## THE INPUT
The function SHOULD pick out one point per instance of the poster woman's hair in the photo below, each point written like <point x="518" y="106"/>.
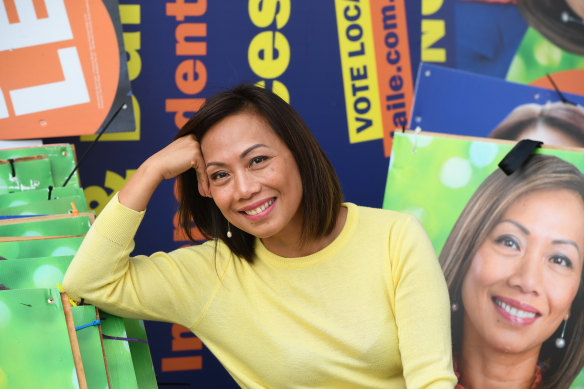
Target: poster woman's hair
<point x="481" y="213"/>
<point x="321" y="190"/>
<point x="564" y="117"/>
<point x="555" y="20"/>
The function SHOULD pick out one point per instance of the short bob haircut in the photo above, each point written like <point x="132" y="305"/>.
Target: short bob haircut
<point x="321" y="192"/>
<point x="565" y="117"/>
<point x="555" y="20"/>
<point x="480" y="215"/>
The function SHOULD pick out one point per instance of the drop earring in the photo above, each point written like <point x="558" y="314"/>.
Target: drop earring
<point x="561" y="342"/>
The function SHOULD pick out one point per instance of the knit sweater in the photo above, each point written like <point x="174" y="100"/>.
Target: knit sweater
<point x="370" y="310"/>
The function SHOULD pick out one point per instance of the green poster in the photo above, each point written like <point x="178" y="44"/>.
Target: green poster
<point x="60" y="225"/>
<point x="61" y="156"/>
<point x="48" y="207"/>
<point x="432" y="176"/>
<point x="36" y="352"/>
<point x="32" y="196"/>
<point x="54" y="247"/>
<point x="22" y="174"/>
<point x="45" y="272"/>
<point x="513" y="264"/>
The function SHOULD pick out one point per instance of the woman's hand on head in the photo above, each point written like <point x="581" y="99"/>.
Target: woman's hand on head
<point x="181" y="155"/>
<point x="178" y="157"/>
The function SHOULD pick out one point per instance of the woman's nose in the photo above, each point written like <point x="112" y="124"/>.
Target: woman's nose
<point x="246" y="185"/>
<point x="528" y="274"/>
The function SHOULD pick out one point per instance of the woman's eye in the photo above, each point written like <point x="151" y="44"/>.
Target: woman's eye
<point x="561" y="260"/>
<point x="218" y="176"/>
<point x="507" y="241"/>
<point x="257" y="160"/>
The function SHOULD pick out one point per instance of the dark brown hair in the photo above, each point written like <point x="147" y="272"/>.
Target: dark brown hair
<point x="321" y="191"/>
<point x="555" y="20"/>
<point x="484" y="209"/>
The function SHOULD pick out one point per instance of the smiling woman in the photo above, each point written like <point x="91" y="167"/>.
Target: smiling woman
<point x="513" y="264"/>
<point x="293" y="288"/>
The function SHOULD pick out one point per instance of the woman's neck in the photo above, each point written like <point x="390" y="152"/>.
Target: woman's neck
<point x="483" y="367"/>
<point x="293" y="248"/>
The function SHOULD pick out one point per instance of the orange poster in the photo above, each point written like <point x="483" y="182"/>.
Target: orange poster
<point x="62" y="68"/>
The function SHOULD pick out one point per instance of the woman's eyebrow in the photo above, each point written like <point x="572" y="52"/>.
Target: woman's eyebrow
<point x="250" y="149"/>
<point x="555" y="241"/>
<point x="516" y="224"/>
<point x="567" y="241"/>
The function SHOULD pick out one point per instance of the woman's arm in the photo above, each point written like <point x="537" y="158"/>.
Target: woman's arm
<point x="176" y="158"/>
<point x="421" y="309"/>
<point x="102" y="272"/>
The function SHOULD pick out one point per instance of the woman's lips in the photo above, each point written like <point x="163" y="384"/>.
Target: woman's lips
<point x="258" y="210"/>
<point x="515" y="311"/>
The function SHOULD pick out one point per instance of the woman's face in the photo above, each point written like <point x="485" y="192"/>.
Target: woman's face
<point x="525" y="275"/>
<point x="253" y="176"/>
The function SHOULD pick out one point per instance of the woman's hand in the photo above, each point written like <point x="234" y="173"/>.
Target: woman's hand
<point x="179" y="156"/>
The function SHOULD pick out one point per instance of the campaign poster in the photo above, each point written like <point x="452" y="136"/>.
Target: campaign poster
<point x="441" y="179"/>
<point x="63" y="69"/>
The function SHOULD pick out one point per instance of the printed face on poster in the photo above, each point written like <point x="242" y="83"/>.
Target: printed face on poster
<point x="510" y="245"/>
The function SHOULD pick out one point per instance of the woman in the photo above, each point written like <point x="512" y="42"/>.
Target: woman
<point x="558" y="124"/>
<point x="293" y="289"/>
<point x="513" y="265"/>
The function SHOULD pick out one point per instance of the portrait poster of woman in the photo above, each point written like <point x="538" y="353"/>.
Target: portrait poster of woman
<point x="511" y="248"/>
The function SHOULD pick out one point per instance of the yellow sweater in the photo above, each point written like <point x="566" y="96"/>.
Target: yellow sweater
<point x="368" y="311"/>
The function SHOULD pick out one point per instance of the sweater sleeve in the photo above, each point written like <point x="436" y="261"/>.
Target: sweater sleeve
<point x="421" y="309"/>
<point x="164" y="286"/>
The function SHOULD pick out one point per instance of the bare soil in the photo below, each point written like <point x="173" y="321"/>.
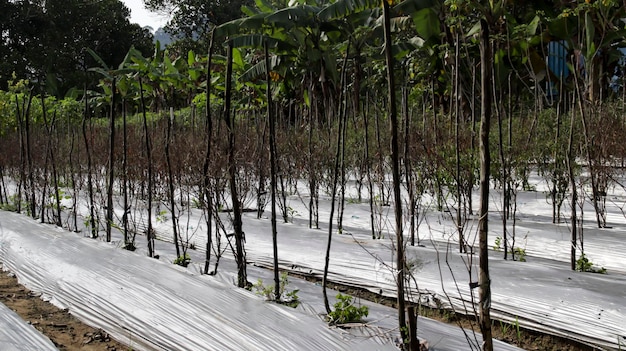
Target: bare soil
<point x="63" y="329"/>
<point x="68" y="333"/>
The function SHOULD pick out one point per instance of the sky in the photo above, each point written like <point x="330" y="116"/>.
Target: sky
<point x="139" y="14"/>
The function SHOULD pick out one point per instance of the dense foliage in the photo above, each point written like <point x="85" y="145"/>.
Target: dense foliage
<point x="45" y="41"/>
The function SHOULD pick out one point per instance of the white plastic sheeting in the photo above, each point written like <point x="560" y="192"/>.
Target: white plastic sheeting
<point x="17" y="335"/>
<point x="151" y="304"/>
<point x="539" y="294"/>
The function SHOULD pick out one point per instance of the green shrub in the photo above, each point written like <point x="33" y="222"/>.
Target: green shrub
<point x="183" y="260"/>
<point x="584" y="265"/>
<point x="289" y="298"/>
<point x="346" y="312"/>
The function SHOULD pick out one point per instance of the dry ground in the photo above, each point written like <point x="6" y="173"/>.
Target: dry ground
<point x="65" y="331"/>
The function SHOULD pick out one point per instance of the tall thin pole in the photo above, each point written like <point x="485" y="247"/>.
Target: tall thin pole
<point x="485" y="164"/>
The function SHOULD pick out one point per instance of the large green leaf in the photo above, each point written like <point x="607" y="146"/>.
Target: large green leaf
<point x="259" y="70"/>
<point x="590" y="32"/>
<point x="562" y="28"/>
<point x="426" y="23"/>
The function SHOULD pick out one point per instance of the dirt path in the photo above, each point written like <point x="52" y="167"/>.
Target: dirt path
<point x="65" y="331"/>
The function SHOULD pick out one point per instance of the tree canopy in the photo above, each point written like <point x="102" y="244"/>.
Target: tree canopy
<point x="192" y="20"/>
<point x="47" y="40"/>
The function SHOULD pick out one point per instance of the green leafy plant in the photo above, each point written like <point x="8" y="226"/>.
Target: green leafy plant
<point x="583" y="264"/>
<point x="517" y="330"/>
<point x="504" y="327"/>
<point x="520" y="254"/>
<point x="497" y="245"/>
<point x="183" y="260"/>
<point x="346" y="312"/>
<point x="289" y="298"/>
<point x="161" y="216"/>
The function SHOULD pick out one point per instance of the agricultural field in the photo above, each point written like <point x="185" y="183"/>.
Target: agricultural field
<point x="321" y="175"/>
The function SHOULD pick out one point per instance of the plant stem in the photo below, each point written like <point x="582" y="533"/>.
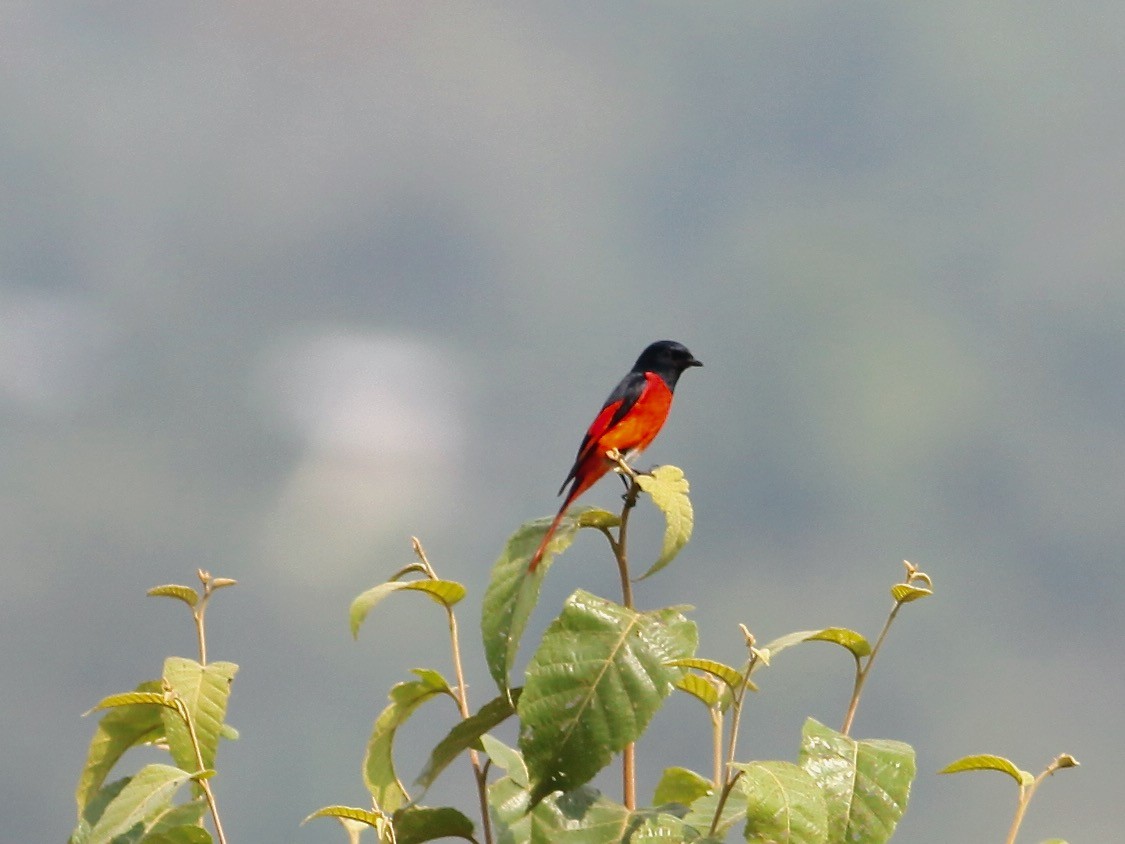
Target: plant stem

## WHAT THE TASK ASKS
Each record above is to be written out exactly; the pictures are not.

## TASK RESULT
The function SHOULD pick out one point per instance of the poster woman's hair in the photo below, each point written like <point x="518" y="106"/>.
Target: poster woman's hair
<point x="481" y="213"/>
<point x="321" y="190"/>
<point x="564" y="117"/>
<point x="555" y="20"/>
The function SHOULD pick out one point per instance of the short bob haircut in the photo above, each point written like <point x="132" y="305"/>.
Target: short bob haircut
<point x="321" y="192"/>
<point x="565" y="117"/>
<point x="555" y="20"/>
<point x="480" y="215"/>
The function SHOULD pick out one point per instance of the drop earring in the photo above, each point written like <point x="558" y="314"/>.
Target: drop earring
<point x="561" y="342"/>
The function SHOULD pick out one point per instance of the knit sweater in the photo above, each point written like <point x="174" y="100"/>.
Target: knit sweater
<point x="370" y="310"/>
The function SHOULD pick out one point per instance of the green poster in the photo above, each point written like <point x="178" y="44"/>.
Target: green poster
<point x="60" y="225"/>
<point x="61" y="156"/>
<point x="48" y="207"/>
<point x="432" y="176"/>
<point x="36" y="352"/>
<point x="32" y="196"/>
<point x="54" y="247"/>
<point x="22" y="174"/>
<point x="45" y="272"/>
<point x="513" y="264"/>
The function SHOULD pick out one point per instance of the woman's hand on head in the photo above, each point written like <point x="581" y="99"/>.
Target: woman's hand on head
<point x="181" y="155"/>
<point x="178" y="157"/>
The function SHOULD pick out one point per instance of the woman's nose in the photo above, each point written like <point x="112" y="124"/>.
Target: woman's nose
<point x="246" y="185"/>
<point x="528" y="274"/>
The function SHOULD pick out one point per instance of the woman's eye in the photo above, each point written like <point x="151" y="44"/>.
Target: woman's eye
<point x="561" y="260"/>
<point x="218" y="176"/>
<point x="507" y="241"/>
<point x="257" y="160"/>
The function SHOULD pick out one point per instance of the dark brown hair in the photo above, each point written like <point x="147" y="272"/>.
Target: dark brown hair
<point x="321" y="191"/>
<point x="555" y="20"/>
<point x="484" y="209"/>
The function SHOULD pick out one point per instance of the smiling woman in the photo above, each point written like <point x="91" y="167"/>.
Target: smiling woman
<point x="513" y="264"/>
<point x="293" y="288"/>
The function SHOULD pick out one point per instance of the woman's neck in the photo above, each point written like <point x="390" y="152"/>.
Target: woman's neck
<point x="483" y="367"/>
<point x="293" y="248"/>
The function SHOULD pick out one point per instance of the orange poster in the photo above, each point written like <point x="483" y="182"/>.
Target: orange poster
<point x="62" y="68"/>
The function SHOULD pick out one point per instance of the woman's eyebrow in the photo above, each point written like <point x="572" y="52"/>.
Target: woman's eyebrow
<point x="250" y="149"/>
<point x="555" y="241"/>
<point x="516" y="224"/>
<point x="567" y="241"/>
The function SHOULD pick out one point per instance of the woman's arm in the photo above, each point written like <point x="537" y="158"/>.
Target: woman's arm
<point x="176" y="158"/>
<point x="421" y="309"/>
<point x="102" y="272"/>
The function SHOULD pick out one point per instance of the woman's lips in the photo above, each point written like <point x="163" y="384"/>.
Target: woman's lips
<point x="258" y="210"/>
<point x="515" y="311"/>
The function SHOULD pick out one point per instance of the woman's face in the photo above, each point written like <point x="485" y="192"/>.
Target: woman's face
<point x="525" y="275"/>
<point x="253" y="176"/>
The function SHOULD pick out one point per instance of the woman's hand in the photo above, each point written like <point x="234" y="173"/>.
Target: woman's hand
<point x="179" y="156"/>
The function SHOULD pick out one point per instance of the campaign poster in the photo above, each point written like <point x="452" y="136"/>.
Target: campaign poster
<point x="441" y="179"/>
<point x="63" y="69"/>
The function SHOULD pick out one point per instance of the printed face on poster in the photo above, each point written like <point x="242" y="83"/>.
Target: printed face on poster
<point x="510" y="245"/>
The function SHOULD pick out one point per instance of the woman in the photo above, each point written like <point x="512" y="42"/>.
Target: woman
<point x="558" y="124"/>
<point x="293" y="289"/>
<point x="513" y="265"/>
The function SHOULD pick out one point per instance of the portrait poster of woman in the photo above, each point written like <point x="538" y="353"/>.
Target: portrait poster of woman
<point x="511" y="248"/>
The function SHOULD pick out one point per instance of the yellow sweater in the photo above, each point written like <point x="566" y="96"/>.
Target: yellow sweater
<point x="368" y="311"/>
The function SHOULD pick out one point per instance of the sweater sleeve in the photo above, each point written like <point x="436" y="261"/>.
Target: sweater sleeve
<point x="421" y="309"/>
<point x="164" y="286"/>
The function SHOULD pick out one point per instance of the bare soil in the photo below, each point written like <point x="173" y="321"/>.
Target: bare soil
<point x="63" y="329"/>
<point x="68" y="333"/>
The function SHOULD pick out one point per instance of the sky in the photo above, each point written like <point x="330" y="116"/>.
Target: sky
<point x="139" y="14"/>
The function SHOULD pick out one point per instance of the dense foliage in the photo above, each point written like <point x="85" y="145"/>.
Target: dense foliage
<point x="45" y="41"/>
The function SHOULD pick out one point per instance of the white plastic sheeting in the photo above, each point written like <point x="560" y="192"/>.
Target: white plastic sheeting
<point x="17" y="335"/>
<point x="151" y="304"/>
<point x="539" y="294"/>
The function SHOULD pick out one point per instance of the green shrub in the photo above, each point written like <point x="33" y="222"/>.
Target: green shrub
<point x="183" y="260"/>
<point x="584" y="265"/>
<point x="289" y="298"/>
<point x="346" y="312"/>
The function SHOULD pick out one point per instance of the dry ground in the photo above, each point written like <point x="6" y="173"/>.
Target: dry ground
<point x="65" y="331"/>
The function SHOULD pick out one point per instance of the tall thin pole in the photo above, each point written like <point x="485" y="247"/>.
Target: tall thin pole
<point x="485" y="164"/>
The function SHOULD pick out one point per instance of the large green leaf in the photo above, each point written like <point x="607" y="146"/>.
Target: large green leaf
<point x="259" y="70"/>
<point x="590" y="32"/>
<point x="562" y="28"/>
<point x="426" y="23"/>
The function SHOULD pick out one point per instance of the dirt path in the photo above, each point written like <point x="52" y="167"/>.
Target: dirt path
<point x="65" y="331"/>
The function SHOULD pick out one point per instance of the tree canopy in the photo above, each point written like <point x="102" y="244"/>.
Target: tree canopy
<point x="192" y="20"/>
<point x="47" y="40"/>
The function SHOULD pick out one point per instance of the green leafy plant in the photo above, each point written like <point x="8" y="226"/>.
Target: green leafy plant
<point x="583" y="264"/>
<point x="517" y="330"/>
<point x="504" y="327"/>
<point x="520" y="254"/>
<point x="497" y="245"/>
<point x="183" y="260"/>
<point x="346" y="312"/>
<point x="289" y="298"/>
<point x="161" y="216"/>
The function SHOULD pick out one point per instance of the agricultural field in the photo above, each point written like <point x="185" y="183"/>.
Target: agricultural field
<point x="321" y="175"/>
The function SHOULD pick out one point per instance of the plant stem in the photo below, each point written like <point x="582" y="533"/>.
Target: plant stem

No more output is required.